──────── EXCERPTED DATA ────────

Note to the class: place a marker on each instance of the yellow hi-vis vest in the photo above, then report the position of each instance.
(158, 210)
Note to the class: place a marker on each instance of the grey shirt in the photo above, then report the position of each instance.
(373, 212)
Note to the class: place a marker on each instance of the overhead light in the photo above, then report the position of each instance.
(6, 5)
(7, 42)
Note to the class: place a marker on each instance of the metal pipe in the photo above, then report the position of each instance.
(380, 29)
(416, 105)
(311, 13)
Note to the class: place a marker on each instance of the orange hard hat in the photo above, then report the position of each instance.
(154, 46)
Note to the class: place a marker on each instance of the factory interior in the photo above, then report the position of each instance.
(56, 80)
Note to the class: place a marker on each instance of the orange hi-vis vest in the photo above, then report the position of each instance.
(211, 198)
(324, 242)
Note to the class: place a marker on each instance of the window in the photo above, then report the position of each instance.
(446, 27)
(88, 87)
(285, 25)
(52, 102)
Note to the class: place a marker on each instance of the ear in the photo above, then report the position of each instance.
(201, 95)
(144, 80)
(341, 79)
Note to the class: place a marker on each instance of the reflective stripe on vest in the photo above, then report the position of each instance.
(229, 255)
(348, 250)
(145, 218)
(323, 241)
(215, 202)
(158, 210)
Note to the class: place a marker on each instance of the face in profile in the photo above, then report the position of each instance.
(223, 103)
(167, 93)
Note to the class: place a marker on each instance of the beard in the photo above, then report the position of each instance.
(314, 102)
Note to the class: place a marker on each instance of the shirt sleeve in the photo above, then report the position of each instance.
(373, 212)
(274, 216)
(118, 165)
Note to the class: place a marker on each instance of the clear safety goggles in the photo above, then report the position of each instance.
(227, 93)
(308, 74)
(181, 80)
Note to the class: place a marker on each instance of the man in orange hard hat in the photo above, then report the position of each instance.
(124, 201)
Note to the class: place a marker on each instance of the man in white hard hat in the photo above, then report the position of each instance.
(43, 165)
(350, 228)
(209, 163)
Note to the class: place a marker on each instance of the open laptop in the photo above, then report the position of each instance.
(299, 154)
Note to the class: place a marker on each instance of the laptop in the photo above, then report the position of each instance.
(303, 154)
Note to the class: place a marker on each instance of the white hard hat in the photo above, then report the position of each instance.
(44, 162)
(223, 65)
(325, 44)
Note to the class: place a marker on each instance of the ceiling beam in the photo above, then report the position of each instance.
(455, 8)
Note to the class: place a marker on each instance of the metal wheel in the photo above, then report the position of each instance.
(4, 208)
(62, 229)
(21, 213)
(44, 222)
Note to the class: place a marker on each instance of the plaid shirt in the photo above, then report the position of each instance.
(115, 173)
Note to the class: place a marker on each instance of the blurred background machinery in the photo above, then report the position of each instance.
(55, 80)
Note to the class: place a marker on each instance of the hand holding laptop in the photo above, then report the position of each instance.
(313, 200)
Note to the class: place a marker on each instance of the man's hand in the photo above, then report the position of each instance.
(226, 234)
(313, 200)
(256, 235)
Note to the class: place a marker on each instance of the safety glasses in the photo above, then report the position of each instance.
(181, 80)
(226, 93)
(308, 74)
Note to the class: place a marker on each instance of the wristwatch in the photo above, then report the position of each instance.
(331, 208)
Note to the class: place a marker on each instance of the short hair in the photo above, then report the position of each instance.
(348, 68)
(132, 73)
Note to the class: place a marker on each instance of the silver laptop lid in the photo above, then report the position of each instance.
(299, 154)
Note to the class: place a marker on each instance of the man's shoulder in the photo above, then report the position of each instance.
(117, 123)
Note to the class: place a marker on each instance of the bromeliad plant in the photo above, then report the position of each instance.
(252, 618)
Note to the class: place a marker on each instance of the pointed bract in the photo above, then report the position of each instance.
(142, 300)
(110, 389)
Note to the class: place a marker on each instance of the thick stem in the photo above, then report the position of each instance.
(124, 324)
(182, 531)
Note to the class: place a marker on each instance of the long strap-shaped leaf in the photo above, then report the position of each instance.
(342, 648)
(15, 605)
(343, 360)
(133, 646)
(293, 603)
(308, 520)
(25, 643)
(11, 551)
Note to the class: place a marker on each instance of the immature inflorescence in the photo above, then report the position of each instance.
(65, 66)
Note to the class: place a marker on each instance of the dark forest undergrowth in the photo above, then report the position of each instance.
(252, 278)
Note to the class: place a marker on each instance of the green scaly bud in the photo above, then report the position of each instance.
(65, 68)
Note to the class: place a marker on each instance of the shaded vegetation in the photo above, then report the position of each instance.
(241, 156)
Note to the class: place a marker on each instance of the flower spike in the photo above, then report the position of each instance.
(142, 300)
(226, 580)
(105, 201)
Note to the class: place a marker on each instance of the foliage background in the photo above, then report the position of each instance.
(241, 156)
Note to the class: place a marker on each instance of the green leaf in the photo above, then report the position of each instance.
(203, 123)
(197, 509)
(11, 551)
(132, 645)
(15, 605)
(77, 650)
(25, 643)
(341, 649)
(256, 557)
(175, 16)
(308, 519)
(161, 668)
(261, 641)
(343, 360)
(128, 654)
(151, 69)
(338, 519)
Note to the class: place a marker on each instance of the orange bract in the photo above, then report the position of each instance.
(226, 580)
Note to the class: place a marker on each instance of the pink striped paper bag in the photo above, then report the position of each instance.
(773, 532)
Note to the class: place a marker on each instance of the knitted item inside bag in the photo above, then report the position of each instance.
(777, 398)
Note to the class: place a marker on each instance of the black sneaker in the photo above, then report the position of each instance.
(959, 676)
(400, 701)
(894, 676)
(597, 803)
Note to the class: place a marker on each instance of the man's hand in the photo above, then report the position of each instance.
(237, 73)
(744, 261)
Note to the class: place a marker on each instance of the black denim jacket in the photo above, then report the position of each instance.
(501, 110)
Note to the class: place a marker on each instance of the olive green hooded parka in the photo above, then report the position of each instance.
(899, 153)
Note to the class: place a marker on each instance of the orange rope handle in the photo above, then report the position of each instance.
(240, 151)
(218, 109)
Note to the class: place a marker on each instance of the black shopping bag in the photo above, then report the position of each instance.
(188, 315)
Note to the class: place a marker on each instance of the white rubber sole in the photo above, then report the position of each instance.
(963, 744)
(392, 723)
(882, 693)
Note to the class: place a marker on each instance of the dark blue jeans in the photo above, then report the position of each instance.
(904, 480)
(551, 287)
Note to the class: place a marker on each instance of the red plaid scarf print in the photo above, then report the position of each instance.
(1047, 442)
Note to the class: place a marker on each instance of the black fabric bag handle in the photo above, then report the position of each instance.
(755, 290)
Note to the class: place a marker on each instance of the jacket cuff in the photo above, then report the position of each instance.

────────

■ **TASK TO CARRY OUT**:
Down to the last line, give the records again exactly.

■ **RESPONSE AREA**:
Note to the class: place a marker on each instance of the yellow hi-vis vest in the photo above, then report the position of each instance.
(158, 210)
Note to the class: place a marker on each instance of the grey shirt in the photo above, then report the position of each instance.
(373, 212)
Note to the class: place a marker on each instance of the overhead light in the photo above, then report the position of each instance.
(6, 5)
(7, 42)
Note to the class: place a marker on each instance of the metal pipe in the photo above, then report the position of each instance.
(380, 29)
(416, 105)
(311, 13)
Note to the class: place a marker on each instance of the orange hard hat in the photo above, then report the position of each instance.
(154, 46)
Note to the class: place a marker on each instance of the factory interior in the photo above, then report the position of each instance.
(56, 80)
Note to the class: place a marker on each instance of the orange hi-vis vest in the photo above, then report the position of each instance.
(211, 198)
(324, 242)
Note to the class: place a marker on each instance of the window in the photo above, then report the position of each instance.
(446, 27)
(88, 87)
(285, 25)
(52, 102)
Note to the class: place a marker on each instance of the ear in the photo above, then report the position of each instance.
(201, 95)
(144, 80)
(341, 79)
Note to the class: place a marker on each instance of the reflective stripe on vest in the photo above, then report the position of each instance.
(229, 255)
(348, 250)
(145, 218)
(323, 241)
(215, 202)
(158, 210)
Note to the class: place a marker on each instance of the face in profile in the photo above, then report the position of each instance.
(223, 103)
(167, 93)
Note to the class: place a marker on each instance of the beard in the photo above, then report the position of each instance.
(314, 102)
Note to the class: place a marker on each instance of the shirt sleeve in the photo above, then report the position of each instance.
(373, 212)
(274, 216)
(118, 165)
Note to the class: place a marker on each instance of the clear safety goggles in the photo above, then report the position of each instance.
(227, 93)
(308, 74)
(181, 80)
Note to the class: place a marker on each instance of the man in orange hard hat in the photo above, then report the position of each instance.
(124, 201)
Note to the class: place a marker on each instance of the man in white hard hat in the photo above, then report the position of each instance.
(43, 165)
(350, 228)
(209, 163)
Note to the class: place a marker on each instance of the open laptop in the photo above, then report the position of each instance.
(299, 154)
Note to the class: place a marker on each instance of the laptop in the photo above, then report the position of each instance.
(303, 154)
Note to the class: place a marker on each instance of the white hard hat in the photo above, then report the position of each instance.
(44, 162)
(223, 65)
(325, 44)
Note to the class: place a marker on each instance of the ceiling beam in the photo above, then report the position of each instance.
(455, 8)
Note to the class: place a marker on each instance of the metal wheel in the photo above, then report the position of each instance.
(4, 208)
(62, 229)
(21, 213)
(44, 222)
Note to the class: place a marker on each instance of the plaid shirt in the photo above, then report the position of each instance.
(115, 173)
Note to the class: place a marker on each instance of the blurred background machinery in the photo above, then report the position of each instance.
(55, 80)
Note to the class: place a marker on each instance of the hand holding laptop in the photo above, then report the position of each instance.
(313, 200)
Note to the class: place a marker on each instance of the man's hand in the photo above, then report the position of each instance.
(226, 234)
(313, 200)
(256, 235)
Note to the class: place a marker on each instance of the safety glasses in the photo above, then report the position of each instance.
(181, 80)
(226, 93)
(308, 74)
Note to the class: place a marker on each instance of the wristwatch in the photo above, then report the position of each instance.
(331, 208)
Note to the class: place a marker on each instance of the short hair in the photo above, then report the position of each instance.
(348, 68)
(132, 73)
Note to the class: place a marker on each instance of the silver laptop lid in the photo above, then report the position of each instance.
(299, 154)
Note to the class: place a marker on each instance of the man's shoulder in the photo above, then report the position of each instance.
(117, 123)
Note to the class: place a marker on each instance of the bromeliad plant in the photo above, then report the position of each instance.
(252, 618)
Note to the class: place a marker on each instance of the pointed bract in the photo above, then report the position of each instance.
(142, 300)
(110, 389)
Note to the class: place a marker on each instance of the thick stem in the photo above, then report the position of each instance.
(124, 324)
(182, 531)
Note to the class: place a marker on each instance of the long strap-shaped leaf in the photo above, then report the position of each instance.
(342, 648)
(15, 605)
(343, 360)
(133, 646)
(293, 603)
(308, 520)
(25, 643)
(11, 551)
Note to the class: place a marker on each instance of the immature inflorescence in the photo above, then report the position of each instance.
(65, 66)
Note to the class: place a marker on each instance of the dark forest undergrowth in the photo above, then report the position of each instance.
(252, 278)
Note to the class: place a marker on each instance of the green scaly bud in the photo above, then report the position of each instance.
(65, 68)
Note to the class: place a marker on each instance of the shaded vegetation in the photo above, then report the position of each instance.
(241, 156)
Note to the class: place a marker on each instance of the flower spike in the photo above, then report the position of each instance.
(142, 300)
(226, 580)
(105, 201)
Note to the class: place a marker on each instance of the foliage background in the photo above, then report the position of each instance.
(241, 156)
Note to the class: place a marker on each instance of the green leaf in the photo above, then report the position of each instance.
(203, 123)
(197, 509)
(11, 551)
(132, 645)
(15, 605)
(77, 650)
(25, 643)
(341, 649)
(256, 557)
(175, 16)
(308, 519)
(161, 668)
(261, 641)
(343, 360)
(128, 654)
(151, 69)
(338, 519)
Note to the class: place a marker on each instance of the orange bract in the photo above, then report the position of each instance.
(226, 580)
Note to the class: place a marker on each instance of the pink striped paper bag in the photo above, then report the position of each instance.
(773, 532)
Note to the class: place a marker on each instance of the knitted item inside bag in the photo above, then report the position of each instance.
(777, 398)
Note to the class: place a marker on each instance of the black sneaker in the photo above, then report the position of each instance.
(959, 676)
(400, 701)
(894, 676)
(597, 803)
Note to the class: place a marker on each instance of the man's hand in the photo above, then report the position of each instance.
(237, 73)
(744, 261)
Note to the class: place a marker on each instance of the black denim jacket in the photo above, then report the position of each instance.
(501, 110)
Note to the class: place a marker on each instance of the olive green hooded parka in the photo above, then report the position of each instance.
(899, 153)
Note to the class: place a marker on each instance of the orange rope handle in the photo above, then report the position of each instance.
(240, 151)
(218, 109)
Note to the class: place a marker on each instance of the black shopping bag in the photo above, then report the position of each instance.
(188, 315)
Note to the class: place a marker on each instance of the white rubber sole in the photo above, then report the position of each instance.
(963, 744)
(392, 723)
(882, 693)
Note to the class: place a marker on each instance of the dark blue jeans in the photo above, then report the position of each instance.
(904, 480)
(551, 287)
Note to the class: place a marker on each instance of the red plaid scarf print in the photo above, then report the position of each instance.
(1047, 442)
Note to the class: place a marker on each instance of the black fabric bag handle in the photo above, then report the position of each instance.
(755, 290)
Note to the class: place a marker on each instance of the jacket cuff in the photo above, then report the position of each instance.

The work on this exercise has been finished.